Exercise passage:
▼
The Pleasant Hill United Church of Christ is a historic church in the village of Pleasant Hill in the western part of the U.S. state of Ohio. Built in the early twentieth century, it was the fourth building used as the home of one of the area's oldest congregations, and it has been named a historic site.

Founded in 1843, Pleasant Hill was originally called "Newton" in honor of Isaac Newton, after whom the surrounding township was also named. By the time it was incorporated in 1866 it had changed its name to "Pleasant Hill"; the establishment of a post office in the community led locals to wonder if their mail would be misaddressed, so a new name was chosen. The area's first residents were Quakers; they organized in 1813 and built their first church building in 1820. A Christian Connexion-affiliated group founded a church two years after the Quakers; it was called "Hopewell" following a naming discussion at the original meeting, in which one of the charter members said she "hoped the church might do well". The earliest structure, a log building, was built in 1820 out of town, and it was later removed and replaced by a frame structure on the same site. It in turn was replaced by a brick building in Pleasant Hill; according to a congregation historian, this change was the result of an 1868 storm that virtually destroyed the old building. Following the service of 10 April 1910, it was taken down to allow the construction of another building on the same site. In the 20th century the congregation became a part of the United Church of Christ, within which it remains.
▲
Study material:
▼
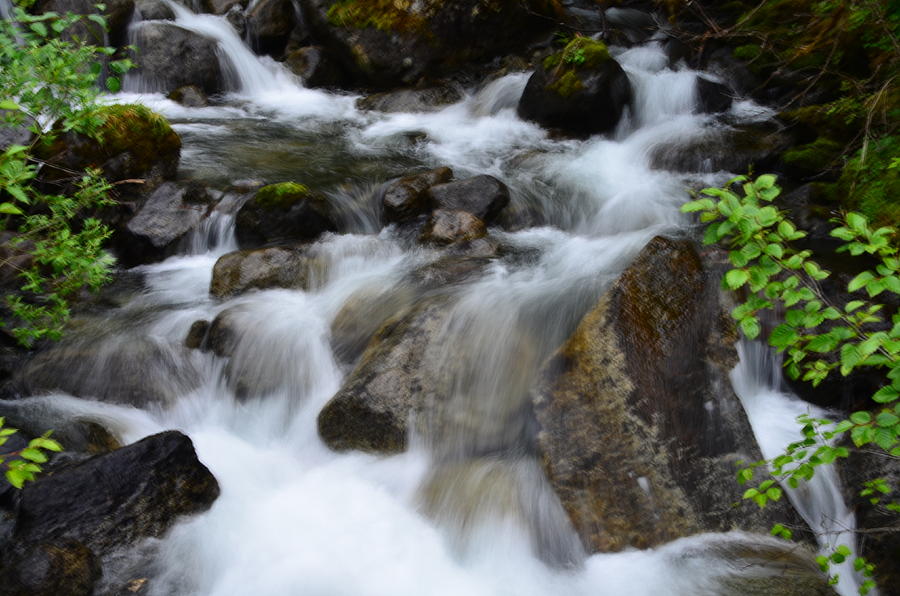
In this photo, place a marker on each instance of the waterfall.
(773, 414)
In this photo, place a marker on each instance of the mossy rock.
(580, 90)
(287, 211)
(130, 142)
▲
▼
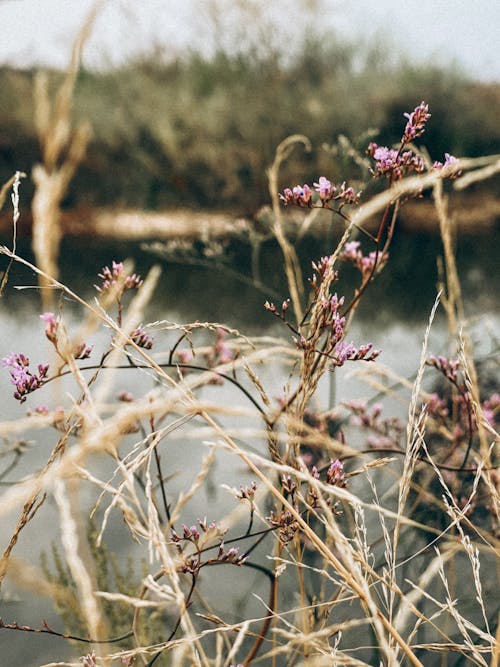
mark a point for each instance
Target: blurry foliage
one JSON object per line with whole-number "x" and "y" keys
▲
▼
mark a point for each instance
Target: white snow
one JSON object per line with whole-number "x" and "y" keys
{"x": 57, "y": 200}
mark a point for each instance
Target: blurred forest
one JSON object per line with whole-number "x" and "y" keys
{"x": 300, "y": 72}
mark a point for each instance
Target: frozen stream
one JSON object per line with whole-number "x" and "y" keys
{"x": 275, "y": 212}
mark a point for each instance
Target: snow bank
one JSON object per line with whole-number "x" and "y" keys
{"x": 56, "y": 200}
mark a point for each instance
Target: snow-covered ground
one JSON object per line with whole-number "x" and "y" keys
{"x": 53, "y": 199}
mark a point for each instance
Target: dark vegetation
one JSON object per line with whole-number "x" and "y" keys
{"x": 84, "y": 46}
▲
Task 1:
Decide whether each statement below agrees with the passage about the Pleasant Hill church. Answer yes or no for each, quoting the words of the passage that decide it.
(a) Pleasant Hill still carried the name "Newton" when it was incorporated in 1866.
(b) The Quakers built their first church building in 1820.
(c) The Hopewell congregation's log building stood in town.
Task 2: Write the next part of the passage about the Pleasant Hill church, continuing from its final sentence.

Response box 1:
(a) No: "By the time it was incorporated in 1866 it had changed its name to "Pleasant Hill""
(b) Yes: "built their first church building in 1820"
(c) No: "The earliest structure, a log building, was built in 1820 out of town"

Response box 2:
The church is a Gothic Revival structure built with an Akron Plan interior. The structure relies on limestone for its foundation and walls, with a roof of ceramic tile and occasional elements of wood. Located on a corner lot, the building features a tower on the corner facing the intersection; worshippers can enter by climbing a small flight of stairs to the base of the tower. Large gabled sections with fat ogee-arched windows face both streets, with a functional addition to the rear.

In late 2002 the Pleasant Hill UCC was listed on the National Register of Historic Places. One of more than forty such locations in Miami County and the only one in the village of Pleasant Hill, it qualified for listing because of its historically significant architecture.